Repeat, without any change, the entries presented below.
:: Recorded data
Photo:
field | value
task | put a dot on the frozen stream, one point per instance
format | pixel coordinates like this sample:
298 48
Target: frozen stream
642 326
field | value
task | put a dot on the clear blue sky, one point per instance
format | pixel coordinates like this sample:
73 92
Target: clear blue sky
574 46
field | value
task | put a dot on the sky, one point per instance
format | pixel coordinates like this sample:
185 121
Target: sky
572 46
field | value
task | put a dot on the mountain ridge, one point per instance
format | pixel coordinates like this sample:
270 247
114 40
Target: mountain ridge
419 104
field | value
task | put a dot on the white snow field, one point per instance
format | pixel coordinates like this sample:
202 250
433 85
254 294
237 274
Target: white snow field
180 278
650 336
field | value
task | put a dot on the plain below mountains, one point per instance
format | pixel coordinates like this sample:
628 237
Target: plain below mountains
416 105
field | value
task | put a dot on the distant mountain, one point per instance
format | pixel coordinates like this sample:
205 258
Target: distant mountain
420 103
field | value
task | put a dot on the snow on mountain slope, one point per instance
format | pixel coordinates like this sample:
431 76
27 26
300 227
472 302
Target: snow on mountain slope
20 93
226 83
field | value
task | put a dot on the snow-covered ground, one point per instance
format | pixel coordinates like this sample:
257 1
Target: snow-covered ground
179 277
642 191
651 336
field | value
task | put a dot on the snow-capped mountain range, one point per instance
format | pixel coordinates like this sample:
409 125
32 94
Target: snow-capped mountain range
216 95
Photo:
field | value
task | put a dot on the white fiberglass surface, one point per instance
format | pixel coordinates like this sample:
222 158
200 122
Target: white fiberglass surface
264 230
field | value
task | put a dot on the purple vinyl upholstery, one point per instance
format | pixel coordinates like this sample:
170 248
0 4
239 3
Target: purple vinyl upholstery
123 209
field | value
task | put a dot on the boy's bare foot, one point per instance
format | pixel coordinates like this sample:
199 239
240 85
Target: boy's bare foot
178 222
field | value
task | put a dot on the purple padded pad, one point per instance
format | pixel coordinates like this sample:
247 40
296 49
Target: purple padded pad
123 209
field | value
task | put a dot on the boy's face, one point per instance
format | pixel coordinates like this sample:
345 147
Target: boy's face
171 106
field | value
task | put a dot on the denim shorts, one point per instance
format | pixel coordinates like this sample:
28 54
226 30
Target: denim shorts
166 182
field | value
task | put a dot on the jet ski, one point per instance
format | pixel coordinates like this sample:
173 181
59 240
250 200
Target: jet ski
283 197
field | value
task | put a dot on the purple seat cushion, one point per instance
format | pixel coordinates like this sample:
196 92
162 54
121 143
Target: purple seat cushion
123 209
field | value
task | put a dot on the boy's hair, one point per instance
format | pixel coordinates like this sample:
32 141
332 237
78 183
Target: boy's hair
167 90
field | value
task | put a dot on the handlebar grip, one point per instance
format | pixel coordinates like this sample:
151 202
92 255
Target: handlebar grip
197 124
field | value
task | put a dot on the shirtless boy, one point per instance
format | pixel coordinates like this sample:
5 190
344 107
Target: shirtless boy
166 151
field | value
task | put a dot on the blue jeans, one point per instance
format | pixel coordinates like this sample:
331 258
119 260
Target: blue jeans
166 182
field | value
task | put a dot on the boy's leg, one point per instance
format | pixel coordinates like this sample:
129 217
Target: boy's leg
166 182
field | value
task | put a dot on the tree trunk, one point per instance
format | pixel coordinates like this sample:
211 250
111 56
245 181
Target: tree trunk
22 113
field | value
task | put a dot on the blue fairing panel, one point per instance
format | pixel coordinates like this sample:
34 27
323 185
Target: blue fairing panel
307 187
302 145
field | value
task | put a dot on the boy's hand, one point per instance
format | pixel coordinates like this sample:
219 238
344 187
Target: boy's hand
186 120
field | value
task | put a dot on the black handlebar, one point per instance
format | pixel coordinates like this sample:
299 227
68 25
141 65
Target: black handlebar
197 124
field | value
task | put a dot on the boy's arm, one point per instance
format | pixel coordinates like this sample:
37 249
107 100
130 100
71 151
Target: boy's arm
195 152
::::
### [Final result]
Photo:
field | value
task | put a dot on the frozen stream, one point per instance
format | pixel coordinates like this sample:
298 48
Target: frozen stream
642 326
field | value
task | put a dot on the clear blue sky, one point per instance
format | pixel coordinates like this sample:
73 92
Target: clear blue sky
574 46
field | value
task | put a dot on the sky, one point per instance
format | pixel coordinates like this sample:
185 121
Target: sky
572 46
field | value
task | put a dot on the mountain ridge, one point per instance
format | pixel coordinates like this sample:
270 247
114 40
Target: mountain ridge
419 104
field | value
task | put a dot on the white snow field, one point per instance
format | pixel coordinates like this sample:
202 250
433 85
254 294
237 274
Target: white snow field
180 278
650 336
field | value
task | put a dot on the plain below mountains, one point per instance
format | pixel coordinates like this sample:
628 237
Target: plain below mountains
416 105
field | value
task | put a dot on the distant mountain, one point per instance
format | pixel coordinates like this sample:
205 258
Target: distant mountain
420 103
field | value
task | put a dot on the snow on mountain slope, one point per instance
format | pixel coordinates like this sample:
431 76
27 26
300 227
472 302
Target: snow on mountain slope
20 93
226 83
field | value
task | put a dot on the snow-covered ground, one point per instance
format | pixel coordinates like this sample:
257 1
Target: snow-covered ground
179 277
642 191
651 336
field | value
task | put a dot on the snow-capped mountain range, one point per instance
format | pixel coordinates like this sample:
409 125
32 94
Target: snow-capped mountain range
216 95
Photo:
field | value
task | put a dot on the white fiberglass surface, one point per instance
format | pixel coordinates like this sample:
222 158
200 122
Target: white fiberglass surface
264 230
field | value
task | put a dot on the purple vinyl upholstery, one point per instance
format | pixel coordinates like this sample:
170 248
0 4
239 3
Target: purple vinyl upholstery
123 209
field | value
task | put a dot on the boy's bare foot, one point per instance
format | pixel coordinates like this sample:
199 239
240 85
Target: boy's bare foot
178 222
field | value
task | put a dot on the purple padded pad, one point per instance
format | pixel coordinates like this sample:
247 40
296 49
Target: purple padded pad
123 209
field | value
task | put a dot on the boy's face, one point per instance
format | pixel coordinates like this sample:
345 147
Target: boy's face
171 106
field | value
task | put a dot on the denim shorts, one point per instance
format | pixel coordinates like this sample:
28 54
226 30
Target: denim shorts
166 182
field | value
task | put a dot on the jet ski, one point per instance
format | pixel coordinates like this sample:
173 181
59 240
250 200
Target: jet ski
283 197
field | value
task | put a dot on the purple seat cushion, one point per instance
format | pixel coordinates like this sample:
196 92
162 54
121 143
Target: purple seat cushion
123 209
field | value
task | put a dot on the boy's hair, one point per instance
format | pixel coordinates like this sample:
32 141
332 237
78 183
Target: boy's hair
167 90
field | value
task | put a dot on the handlebar grip, one point per instance
format | pixel coordinates like this sample:
151 202
92 255
Target: handlebar grip
197 124
field | value
task | put a dot on the shirtless boy, one point per instance
format | pixel coordinates like this sample:
5 190
344 107
Target: shirtless boy
166 151
field | value
task | put a dot on the blue jeans, one point per instance
format | pixel coordinates like this sample:
331 258
119 260
Target: blue jeans
166 182
field | value
task | put a dot on the boy's leg, one point per instance
format | pixel coordinates like this sample:
129 217
Target: boy's leg
166 182
field | value
task | put a dot on the tree trunk, one point per instance
format | pixel coordinates like this sample:
211 250
111 56
245 181
Target: tree trunk
22 113
field | value
task | put a dot on the blue fairing panel, one point per instance
format | pixel coordinates like this sample:
34 27
323 185
Target: blue fairing panel
307 187
302 145
field | value
task | put a dot on the boy's hand, one point per instance
format | pixel coordinates like this sample:
219 238
344 187
Target: boy's hand
186 120
field | value
task | put a dot on the black handlebar, one point per instance
format | pixel coordinates like this sample:
299 227
68 25
141 65
Target: black handlebar
197 124
field | value
task | put a dot on the boy's arm, one point per instance
format | pixel coordinates like this sample:
37 249
107 100
130 100
71 151
Target: boy's arm
195 152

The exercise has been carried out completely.